-- WHAT THE TASK REQUIRES --
Once you find the line that contains "Per instance of the patterned", write out that line and every line after it to the end of the records, exactly and with nothing else.

[Point localization data]

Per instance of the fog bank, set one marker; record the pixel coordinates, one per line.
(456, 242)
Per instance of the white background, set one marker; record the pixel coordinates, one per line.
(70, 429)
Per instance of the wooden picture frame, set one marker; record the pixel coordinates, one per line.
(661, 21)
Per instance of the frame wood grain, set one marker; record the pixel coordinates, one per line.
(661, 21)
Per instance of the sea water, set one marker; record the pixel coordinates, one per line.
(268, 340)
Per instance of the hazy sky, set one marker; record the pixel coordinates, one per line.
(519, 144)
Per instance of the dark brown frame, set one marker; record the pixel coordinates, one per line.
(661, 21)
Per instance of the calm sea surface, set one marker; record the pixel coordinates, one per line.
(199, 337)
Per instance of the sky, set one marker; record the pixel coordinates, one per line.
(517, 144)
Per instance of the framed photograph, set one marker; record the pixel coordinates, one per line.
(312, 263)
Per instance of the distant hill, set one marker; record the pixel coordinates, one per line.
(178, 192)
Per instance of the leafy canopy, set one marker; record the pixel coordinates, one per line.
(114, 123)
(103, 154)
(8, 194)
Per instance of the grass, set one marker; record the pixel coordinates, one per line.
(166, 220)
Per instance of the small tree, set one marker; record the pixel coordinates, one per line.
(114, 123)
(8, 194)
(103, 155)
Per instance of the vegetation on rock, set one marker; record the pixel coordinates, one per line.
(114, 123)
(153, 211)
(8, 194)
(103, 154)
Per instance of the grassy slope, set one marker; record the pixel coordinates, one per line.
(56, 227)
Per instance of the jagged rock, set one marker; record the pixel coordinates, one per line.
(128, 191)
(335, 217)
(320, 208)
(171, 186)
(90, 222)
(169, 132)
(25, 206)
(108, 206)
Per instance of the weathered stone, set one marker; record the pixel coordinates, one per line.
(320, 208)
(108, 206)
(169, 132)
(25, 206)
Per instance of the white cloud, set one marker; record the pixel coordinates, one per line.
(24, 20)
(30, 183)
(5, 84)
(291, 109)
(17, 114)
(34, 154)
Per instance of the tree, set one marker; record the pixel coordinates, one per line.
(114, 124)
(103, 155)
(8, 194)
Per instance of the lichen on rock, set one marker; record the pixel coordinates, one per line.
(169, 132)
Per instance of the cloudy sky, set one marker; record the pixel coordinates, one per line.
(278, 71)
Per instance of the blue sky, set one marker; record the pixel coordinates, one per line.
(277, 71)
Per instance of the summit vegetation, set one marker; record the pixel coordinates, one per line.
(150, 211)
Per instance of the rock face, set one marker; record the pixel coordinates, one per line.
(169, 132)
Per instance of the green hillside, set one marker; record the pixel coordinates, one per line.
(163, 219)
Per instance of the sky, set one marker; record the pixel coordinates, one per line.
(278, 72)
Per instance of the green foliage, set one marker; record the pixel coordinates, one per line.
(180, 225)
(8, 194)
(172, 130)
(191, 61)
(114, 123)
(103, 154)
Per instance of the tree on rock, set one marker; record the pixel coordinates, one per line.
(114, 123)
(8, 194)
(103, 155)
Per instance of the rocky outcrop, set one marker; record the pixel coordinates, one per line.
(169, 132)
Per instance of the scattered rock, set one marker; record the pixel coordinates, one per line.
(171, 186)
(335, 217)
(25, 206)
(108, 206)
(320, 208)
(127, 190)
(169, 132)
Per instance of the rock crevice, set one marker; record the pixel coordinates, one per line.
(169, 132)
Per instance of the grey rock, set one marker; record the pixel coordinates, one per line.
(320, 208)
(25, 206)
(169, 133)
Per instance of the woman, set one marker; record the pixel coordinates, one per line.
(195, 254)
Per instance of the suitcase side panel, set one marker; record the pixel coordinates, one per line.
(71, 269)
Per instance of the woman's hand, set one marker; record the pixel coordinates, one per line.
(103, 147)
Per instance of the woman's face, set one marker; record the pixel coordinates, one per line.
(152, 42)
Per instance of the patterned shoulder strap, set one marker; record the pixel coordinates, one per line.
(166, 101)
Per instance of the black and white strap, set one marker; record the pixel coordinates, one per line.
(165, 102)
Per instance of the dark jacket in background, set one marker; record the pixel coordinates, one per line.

-- YOUR RESPONSE --
Per instance of the patterned shoulder strap, set one marker; record the pixel coordinates, one per line.
(166, 101)
Per instance of the black and white strap, set one marker; record the pixel coordinates, one per line.
(165, 102)
Per instance of the dark jacket in background, set one marker; record the pixel coordinates, one per line.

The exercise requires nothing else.